**Excerpt provided**
------------

The battle for the soul of our urban wilderness
By Karin Goodwin
THE oak, sycamore and elm stand tall and silent. Yet nothing is still here among the ancient trees of Pollok Park. Birds nest in the crook of gnarled branches, leaves ready themselves to unfurl. And something else is stirring. This peaceful pocket of woodland is at the heart of a bitter battle involving local people, developers, city councillors and Scotland's deputy first minister, as well as descendents of the land's ancestral owners.
It is not the first time this place has become a battle-ground. The Maxwell family seat for seven centuries, the land was gifted to the people of Glasgow in 1966. Since then, the beneficiaries have taken their custodianship seriously, fiercely contesting any development that might threaten this unique tract of urban wilderness.
The estate's former owners, meanwhile, have remained silent in the face of controversy, even as anti-motorway protesters camped out in the shrubbery. Now, with plans to create an aerial adventure course in North Wood igniting passions across the city, the Maxwell family have been moved to speak out. Donald Maxwell Macdonald, youngest son of Anne Maxwell Macdonald, who was raised on the estate and brokered the gift 10 years after her father Sir John's death, says he thinks a tree-top adventure centre is "a wonderful idea", in its place. "Pollok Park," he says, "is a place for walking in the woods, bird-watching and so on, not for swinging from trees."
Last week, his grandfather's gift was named Europe's Best Park. If it gets the green light, Suffolk-based company Go Ape plans to construct rope swings, tarzan swings and zip-slides up to 40 feet above the forest floor. It would, according to Glasgow City Council's website, allow participants "to experience the thrill of the forest from a unique, challenging and fun perspective".
More than 600 objections have been lodged, including warnings about noise, crowds and the complaint that: "At £20-25 a go it is commercialisation of public space and will interfere with a unique, wild habitat." Others argue that the seven-week consultation period, which ended on October 22, was inadequate.
After months of packed public meetings, heated debates and protests, both Glasgow City Council and Go Ape claim to be bemused by the uproar. Robert Booth, executive director of the council's planning committee, talks of an ideal opportunity to open the woods up to the whole community, especially the young and disenfranchised. "You might hear the zip wires and people laughing but it's a big park and the vast majority of the wood is under-used," he says. The consultation was widely advertised last year, he adds, pointing out that the council has no truck with "nimbyism".

------------

**Task description**
According to the Pollok Park article, how many objections have been lodged against the aerial adventure course plans?

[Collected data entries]
------------

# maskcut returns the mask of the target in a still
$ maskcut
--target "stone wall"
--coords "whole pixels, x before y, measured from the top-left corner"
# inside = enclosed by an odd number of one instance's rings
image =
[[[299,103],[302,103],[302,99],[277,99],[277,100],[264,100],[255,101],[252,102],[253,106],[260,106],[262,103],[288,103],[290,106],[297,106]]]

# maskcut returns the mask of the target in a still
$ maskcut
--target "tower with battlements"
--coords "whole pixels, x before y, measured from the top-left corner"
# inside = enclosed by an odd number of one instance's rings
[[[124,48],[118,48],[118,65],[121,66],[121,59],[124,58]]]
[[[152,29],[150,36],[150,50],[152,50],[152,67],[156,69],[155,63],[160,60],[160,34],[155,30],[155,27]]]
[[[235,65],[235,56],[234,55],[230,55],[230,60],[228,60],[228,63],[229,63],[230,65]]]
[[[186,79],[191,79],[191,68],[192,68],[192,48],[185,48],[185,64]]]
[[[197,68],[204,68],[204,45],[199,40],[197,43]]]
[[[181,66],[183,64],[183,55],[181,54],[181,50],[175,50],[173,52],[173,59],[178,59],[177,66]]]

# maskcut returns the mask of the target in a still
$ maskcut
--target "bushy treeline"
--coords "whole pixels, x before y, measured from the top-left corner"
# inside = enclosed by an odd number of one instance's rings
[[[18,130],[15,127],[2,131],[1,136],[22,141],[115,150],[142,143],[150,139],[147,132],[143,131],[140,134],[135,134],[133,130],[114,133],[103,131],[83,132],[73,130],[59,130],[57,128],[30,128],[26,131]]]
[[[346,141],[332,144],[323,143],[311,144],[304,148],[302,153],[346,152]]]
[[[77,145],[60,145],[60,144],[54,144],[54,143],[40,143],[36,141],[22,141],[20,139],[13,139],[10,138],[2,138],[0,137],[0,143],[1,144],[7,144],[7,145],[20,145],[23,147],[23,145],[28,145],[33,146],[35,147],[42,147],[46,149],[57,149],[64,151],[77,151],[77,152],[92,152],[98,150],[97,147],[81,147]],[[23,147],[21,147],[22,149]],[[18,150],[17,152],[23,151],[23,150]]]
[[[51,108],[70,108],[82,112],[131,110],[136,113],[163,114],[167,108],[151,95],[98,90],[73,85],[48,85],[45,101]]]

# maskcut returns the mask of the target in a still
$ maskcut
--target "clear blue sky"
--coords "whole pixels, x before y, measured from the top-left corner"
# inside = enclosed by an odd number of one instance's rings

------------

**Answer for the task**
More than 600.